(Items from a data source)
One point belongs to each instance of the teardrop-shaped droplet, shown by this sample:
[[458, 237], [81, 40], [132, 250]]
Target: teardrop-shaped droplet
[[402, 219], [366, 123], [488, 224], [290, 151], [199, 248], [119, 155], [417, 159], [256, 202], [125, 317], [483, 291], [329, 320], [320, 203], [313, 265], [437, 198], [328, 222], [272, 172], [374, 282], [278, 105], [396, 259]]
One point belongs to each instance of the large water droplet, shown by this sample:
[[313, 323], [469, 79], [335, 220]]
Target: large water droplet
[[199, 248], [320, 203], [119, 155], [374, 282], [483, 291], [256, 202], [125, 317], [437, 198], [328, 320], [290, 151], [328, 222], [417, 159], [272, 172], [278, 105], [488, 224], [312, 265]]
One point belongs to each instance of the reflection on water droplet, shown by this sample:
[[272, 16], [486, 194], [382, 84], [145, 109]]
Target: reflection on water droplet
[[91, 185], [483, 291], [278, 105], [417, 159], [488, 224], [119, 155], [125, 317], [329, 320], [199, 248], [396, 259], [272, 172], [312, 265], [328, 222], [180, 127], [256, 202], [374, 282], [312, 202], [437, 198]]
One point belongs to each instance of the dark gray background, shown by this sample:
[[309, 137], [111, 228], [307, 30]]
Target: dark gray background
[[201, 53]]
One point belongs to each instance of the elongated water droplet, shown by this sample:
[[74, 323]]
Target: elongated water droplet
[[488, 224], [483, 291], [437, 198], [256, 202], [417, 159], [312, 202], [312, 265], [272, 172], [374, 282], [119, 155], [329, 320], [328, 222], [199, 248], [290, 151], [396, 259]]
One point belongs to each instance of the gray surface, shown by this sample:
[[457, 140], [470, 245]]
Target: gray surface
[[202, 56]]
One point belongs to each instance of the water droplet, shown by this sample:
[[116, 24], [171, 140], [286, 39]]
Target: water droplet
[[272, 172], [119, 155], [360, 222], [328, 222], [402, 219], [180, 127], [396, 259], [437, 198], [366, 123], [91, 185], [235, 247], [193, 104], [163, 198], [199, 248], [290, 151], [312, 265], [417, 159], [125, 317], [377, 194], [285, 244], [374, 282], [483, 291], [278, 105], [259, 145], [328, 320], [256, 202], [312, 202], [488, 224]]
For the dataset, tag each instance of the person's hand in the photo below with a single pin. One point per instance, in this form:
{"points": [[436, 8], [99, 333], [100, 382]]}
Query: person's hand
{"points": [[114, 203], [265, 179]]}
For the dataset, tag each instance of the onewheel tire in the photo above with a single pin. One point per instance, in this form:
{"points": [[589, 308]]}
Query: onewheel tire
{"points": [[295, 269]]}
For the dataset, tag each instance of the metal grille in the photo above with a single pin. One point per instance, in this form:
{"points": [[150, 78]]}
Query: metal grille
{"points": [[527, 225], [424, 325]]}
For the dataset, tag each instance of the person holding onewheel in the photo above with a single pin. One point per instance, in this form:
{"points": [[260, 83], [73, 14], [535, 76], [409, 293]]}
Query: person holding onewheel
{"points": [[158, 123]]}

Required work: From the start of the data to the line that holds "[[313, 323], [469, 79], [335, 220]]", retype each line exactly, with both ends included.

Your solution:
One point belongs to each instance of the teardrop-shaped droplet, shown by this sample:
[[458, 237], [81, 40], [132, 250]]
Target: teardrop-shaped droplet
[[402, 219], [366, 123], [488, 224], [290, 151], [199, 248], [119, 155], [417, 159], [256, 202], [125, 317], [483, 291], [329, 320], [320, 203], [313, 265], [437, 198], [328, 222], [272, 172], [374, 282], [278, 105], [396, 259]]
One point belongs to each instance of the large water droplet, shown by this sample:
[[313, 323], [469, 79], [335, 220]]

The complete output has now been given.